=== THE DATA ===

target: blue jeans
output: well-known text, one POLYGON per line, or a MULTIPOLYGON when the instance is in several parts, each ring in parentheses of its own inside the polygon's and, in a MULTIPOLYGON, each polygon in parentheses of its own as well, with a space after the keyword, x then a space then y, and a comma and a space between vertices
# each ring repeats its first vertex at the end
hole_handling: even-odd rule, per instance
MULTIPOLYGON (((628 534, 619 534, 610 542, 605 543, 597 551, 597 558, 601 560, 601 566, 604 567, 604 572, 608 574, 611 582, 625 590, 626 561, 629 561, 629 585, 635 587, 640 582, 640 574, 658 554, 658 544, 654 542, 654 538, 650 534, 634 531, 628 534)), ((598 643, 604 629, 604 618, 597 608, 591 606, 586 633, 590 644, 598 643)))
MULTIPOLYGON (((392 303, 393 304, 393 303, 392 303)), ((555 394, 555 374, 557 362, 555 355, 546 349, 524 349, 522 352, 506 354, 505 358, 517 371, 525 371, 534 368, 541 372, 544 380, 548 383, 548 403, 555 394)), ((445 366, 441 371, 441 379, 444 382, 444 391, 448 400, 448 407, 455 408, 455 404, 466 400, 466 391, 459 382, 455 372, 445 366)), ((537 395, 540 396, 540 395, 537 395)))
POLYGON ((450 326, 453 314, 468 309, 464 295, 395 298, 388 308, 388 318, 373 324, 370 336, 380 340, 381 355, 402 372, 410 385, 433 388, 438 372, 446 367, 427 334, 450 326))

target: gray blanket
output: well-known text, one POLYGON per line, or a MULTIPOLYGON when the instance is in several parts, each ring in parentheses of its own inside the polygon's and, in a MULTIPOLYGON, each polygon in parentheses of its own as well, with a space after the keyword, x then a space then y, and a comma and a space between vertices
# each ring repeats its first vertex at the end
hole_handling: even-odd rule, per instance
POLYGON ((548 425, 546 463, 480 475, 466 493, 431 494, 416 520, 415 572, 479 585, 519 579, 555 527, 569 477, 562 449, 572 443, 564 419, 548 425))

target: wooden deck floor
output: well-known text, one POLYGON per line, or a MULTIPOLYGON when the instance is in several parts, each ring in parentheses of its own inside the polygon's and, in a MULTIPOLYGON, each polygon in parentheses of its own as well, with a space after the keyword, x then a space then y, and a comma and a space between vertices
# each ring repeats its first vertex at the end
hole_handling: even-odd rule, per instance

===

*PROBLEM DETAILS:* What is needed here is an exact copy of every record.

*ANSWER BOX:*
target: blue jeans
output: well-known text, one POLYGON per line, or a MULTIPOLYGON when the instance is in several parts, each ring in parentheses of its own inside the polygon's and, in a MULTIPOLYGON, each polygon in parentheses of its own as well, with a space after the keyword, x then a space then y, and a comma and a space between vertices
# each ring repeats its first vertex at the end
hole_handling: even-odd rule, per instance
MULTIPOLYGON (((628 534, 619 534, 610 542, 605 543, 597 551, 597 558, 601 560, 601 566, 604 567, 604 572, 608 574, 611 582, 625 590, 626 561, 629 561, 629 585, 635 587, 640 582, 640 574, 658 554, 658 544, 654 542, 654 538, 650 534, 634 531, 628 534)), ((598 643, 604 629, 604 618, 597 608, 591 606, 586 633, 590 644, 598 643)))
MULTIPOLYGON (((392 303, 393 304, 393 303, 392 303)), ((555 394, 555 374, 557 362, 555 355, 546 349, 524 349, 522 352, 506 354, 505 358, 517 371, 525 371, 534 368, 541 372, 544 380, 548 383, 548 403, 555 394)), ((445 366, 441 371, 441 379, 444 382, 444 391, 448 400, 448 407, 455 408, 455 404, 466 400, 466 391, 459 382, 455 372, 445 366)), ((537 395, 540 396, 540 395, 537 395)))
POLYGON ((450 326, 453 314, 468 309, 464 295, 395 298, 388 308, 388 318, 373 324, 370 336, 380 340, 381 355, 402 372, 410 385, 433 388, 438 372, 446 367, 427 334, 450 326))

target: gray blanket
output: well-known text, one POLYGON per line, or a MULTIPOLYGON when the instance is in several parts, each ring in parentheses of its own inside the polygon's and, in a MULTIPOLYGON, each polygon in parentheses of its own as well, with a space after the keyword, x then a space then y, and a comma and a space between vertices
# each ring repeats its first vertex at the end
hole_handling: even-odd rule, per instance
POLYGON ((548 425, 546 463, 480 475, 466 493, 431 494, 416 520, 415 572, 479 585, 519 579, 555 527, 569 477, 562 449, 572 443, 564 419, 548 425))

target: wooden deck floor
output: well-known text, one POLYGON per line, or a MULTIPOLYGON when the instance is in several parts, each ring in parentheses of its own inside the polygon's and, in a MULTIPOLYGON, each polygon in parentheses of its own as well, with a space after the keyword, x then a space then y, and a comma and a space between vertices
# each ring repeats its first vertex at the end
hole_handling: even-odd rule, per instance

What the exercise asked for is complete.